SET TASK ▸
Render the lines of the records from the line containing "Please annotate the silhouetted" through the line containing "<point>398,199</point>" as a JSON list of strings, one string per line, leaving out any blank lines.

DATA ROWS ▸
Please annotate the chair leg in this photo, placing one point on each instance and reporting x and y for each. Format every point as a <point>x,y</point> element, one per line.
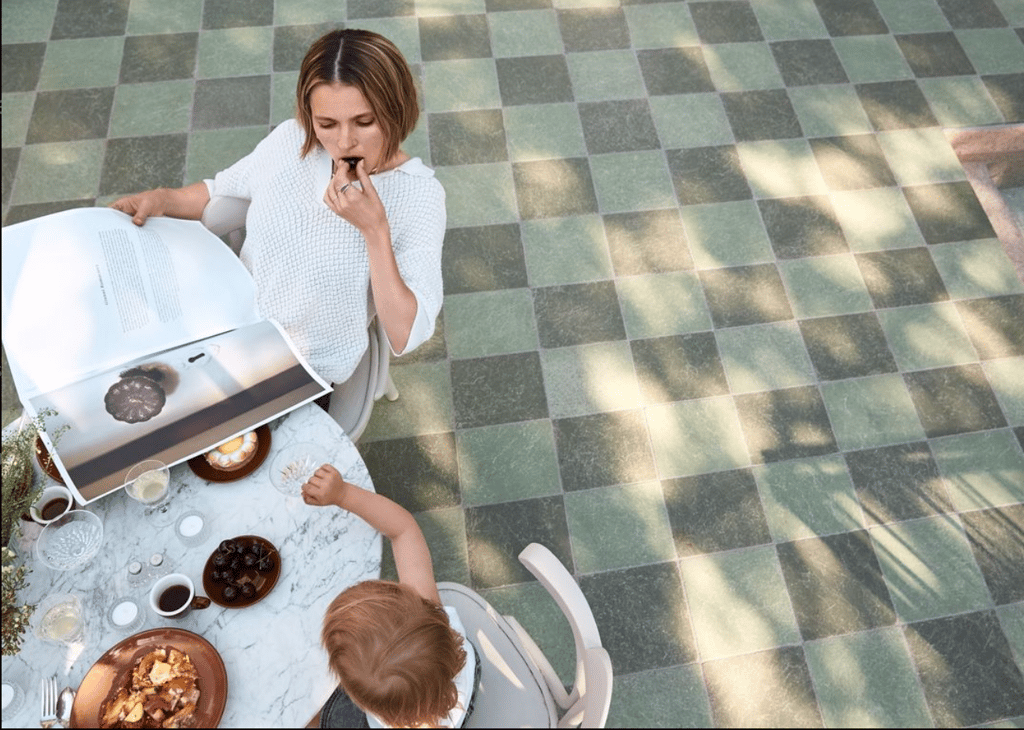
<point>390,391</point>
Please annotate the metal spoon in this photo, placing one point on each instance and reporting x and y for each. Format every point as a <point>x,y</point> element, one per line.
<point>65,702</point>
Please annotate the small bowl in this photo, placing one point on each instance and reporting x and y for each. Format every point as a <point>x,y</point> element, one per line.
<point>71,541</point>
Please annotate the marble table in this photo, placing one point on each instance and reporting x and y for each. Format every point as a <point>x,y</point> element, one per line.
<point>276,671</point>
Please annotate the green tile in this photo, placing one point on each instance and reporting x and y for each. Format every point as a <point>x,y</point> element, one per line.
<point>1007,378</point>
<point>828,111</point>
<point>235,51</point>
<point>590,379</point>
<point>742,67</point>
<point>866,679</point>
<point>870,58</point>
<point>210,152</point>
<point>807,498</point>
<point>738,602</point>
<point>764,357</point>
<point>1012,619</point>
<point>631,181</point>
<point>662,304</point>
<point>58,171</point>
<point>671,697</point>
<point>1012,10</point>
<point>598,76</point>
<point>31,22</point>
<point>877,220</point>
<point>961,101</point>
<point>706,123</point>
<point>788,19</point>
<point>929,567</point>
<point>463,84</point>
<point>619,526</point>
<point>507,463</point>
<point>81,63</point>
<point>151,16</point>
<point>696,436</point>
<point>871,412</point>
<point>820,286</point>
<point>921,156</point>
<point>927,336</point>
<point>160,108</point>
<point>489,323</point>
<point>16,113</point>
<point>976,268</point>
<point>283,96</point>
<point>912,15</point>
<point>479,195</point>
<point>726,234</point>
<point>524,32</point>
<point>537,611</point>
<point>660,26</point>
<point>300,12</point>
<point>544,131</point>
<point>984,469</point>
<point>403,32</point>
<point>424,403</point>
<point>993,50</point>
<point>444,531</point>
<point>565,250</point>
<point>781,168</point>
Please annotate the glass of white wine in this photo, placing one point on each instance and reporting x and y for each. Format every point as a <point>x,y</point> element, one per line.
<point>150,483</point>
<point>58,618</point>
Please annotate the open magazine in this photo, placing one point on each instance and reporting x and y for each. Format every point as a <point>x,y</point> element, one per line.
<point>145,342</point>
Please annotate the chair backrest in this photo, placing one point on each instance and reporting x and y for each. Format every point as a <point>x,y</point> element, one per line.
<point>351,401</point>
<point>518,685</point>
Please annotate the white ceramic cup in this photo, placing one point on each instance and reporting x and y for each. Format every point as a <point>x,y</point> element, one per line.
<point>180,608</point>
<point>48,496</point>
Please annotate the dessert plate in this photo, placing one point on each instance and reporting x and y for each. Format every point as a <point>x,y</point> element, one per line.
<point>203,469</point>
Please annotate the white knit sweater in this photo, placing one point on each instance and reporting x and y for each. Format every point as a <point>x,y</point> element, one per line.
<point>310,265</point>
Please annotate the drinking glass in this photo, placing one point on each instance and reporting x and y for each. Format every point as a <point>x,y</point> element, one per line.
<point>58,618</point>
<point>148,482</point>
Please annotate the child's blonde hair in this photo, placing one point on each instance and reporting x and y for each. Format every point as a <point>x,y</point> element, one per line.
<point>393,652</point>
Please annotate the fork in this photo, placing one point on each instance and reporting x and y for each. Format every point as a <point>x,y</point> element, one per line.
<point>49,711</point>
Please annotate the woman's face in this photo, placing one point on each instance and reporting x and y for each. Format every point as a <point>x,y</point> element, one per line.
<point>346,126</point>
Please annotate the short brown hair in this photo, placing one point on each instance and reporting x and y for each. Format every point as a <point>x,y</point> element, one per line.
<point>373,65</point>
<point>393,652</point>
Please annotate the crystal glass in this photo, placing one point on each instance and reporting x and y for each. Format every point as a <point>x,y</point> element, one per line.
<point>148,482</point>
<point>71,541</point>
<point>58,618</point>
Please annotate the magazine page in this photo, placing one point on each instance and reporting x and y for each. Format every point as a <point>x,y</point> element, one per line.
<point>172,405</point>
<point>86,290</point>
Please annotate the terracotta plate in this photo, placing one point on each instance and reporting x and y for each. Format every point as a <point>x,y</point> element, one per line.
<point>203,469</point>
<point>103,679</point>
<point>263,582</point>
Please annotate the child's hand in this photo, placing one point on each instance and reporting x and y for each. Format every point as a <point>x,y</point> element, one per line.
<point>326,486</point>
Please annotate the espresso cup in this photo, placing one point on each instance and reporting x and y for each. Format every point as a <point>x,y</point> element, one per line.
<point>174,596</point>
<point>54,502</point>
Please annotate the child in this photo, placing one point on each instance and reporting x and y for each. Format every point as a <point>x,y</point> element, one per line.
<point>398,654</point>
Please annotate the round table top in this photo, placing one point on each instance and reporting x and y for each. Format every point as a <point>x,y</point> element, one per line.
<point>276,671</point>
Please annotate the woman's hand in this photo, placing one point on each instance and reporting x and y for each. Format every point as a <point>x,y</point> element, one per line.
<point>325,487</point>
<point>354,199</point>
<point>142,205</point>
<point>187,203</point>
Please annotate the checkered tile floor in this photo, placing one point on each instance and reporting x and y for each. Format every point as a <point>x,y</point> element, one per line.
<point>725,326</point>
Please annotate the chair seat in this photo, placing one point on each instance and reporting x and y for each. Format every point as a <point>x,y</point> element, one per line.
<point>512,692</point>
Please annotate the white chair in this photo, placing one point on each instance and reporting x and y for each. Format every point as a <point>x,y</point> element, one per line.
<point>351,401</point>
<point>518,686</point>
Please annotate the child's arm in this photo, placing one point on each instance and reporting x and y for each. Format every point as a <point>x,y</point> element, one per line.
<point>412,556</point>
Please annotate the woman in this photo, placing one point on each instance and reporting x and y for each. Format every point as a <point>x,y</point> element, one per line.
<point>341,220</point>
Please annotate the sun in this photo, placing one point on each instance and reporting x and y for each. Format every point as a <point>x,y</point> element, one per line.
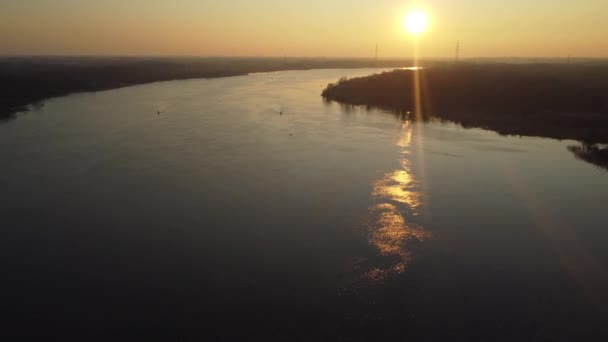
<point>416,22</point>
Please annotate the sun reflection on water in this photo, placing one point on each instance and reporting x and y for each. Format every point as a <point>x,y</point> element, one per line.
<point>391,228</point>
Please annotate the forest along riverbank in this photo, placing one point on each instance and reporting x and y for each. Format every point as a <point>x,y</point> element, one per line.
<point>562,101</point>
<point>28,80</point>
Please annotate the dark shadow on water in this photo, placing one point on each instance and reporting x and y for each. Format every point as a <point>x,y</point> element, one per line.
<point>591,153</point>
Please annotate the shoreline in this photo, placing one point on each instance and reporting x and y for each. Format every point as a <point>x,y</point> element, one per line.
<point>550,101</point>
<point>27,81</point>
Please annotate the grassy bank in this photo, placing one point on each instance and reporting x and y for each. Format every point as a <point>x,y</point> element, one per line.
<point>563,101</point>
<point>28,80</point>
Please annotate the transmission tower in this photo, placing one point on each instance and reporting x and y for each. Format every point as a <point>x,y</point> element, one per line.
<point>376,52</point>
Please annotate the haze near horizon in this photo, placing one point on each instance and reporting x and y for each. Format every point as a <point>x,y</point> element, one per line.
<point>317,28</point>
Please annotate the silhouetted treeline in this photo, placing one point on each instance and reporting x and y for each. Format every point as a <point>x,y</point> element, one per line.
<point>26,80</point>
<point>564,101</point>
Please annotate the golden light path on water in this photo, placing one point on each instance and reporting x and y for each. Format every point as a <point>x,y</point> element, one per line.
<point>398,199</point>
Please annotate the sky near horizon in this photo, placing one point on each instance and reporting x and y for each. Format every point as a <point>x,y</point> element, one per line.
<point>329,28</point>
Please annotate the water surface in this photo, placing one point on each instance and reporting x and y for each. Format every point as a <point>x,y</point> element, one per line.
<point>250,207</point>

SOLVED EXERCISE ▸
[
  "Please annotate the silhouetted treeline in this photo, placing one point on each instance and reporting x and y for each. Format every point as a <point>x,y</point> element, one per line.",
  "<point>26,80</point>",
  "<point>564,101</point>",
  "Please annotate the golden light path on water in this photo, placing one point on each instance and reporting x and y for each. Format every point as a <point>x,y</point> element, one per line.",
  "<point>398,199</point>"
]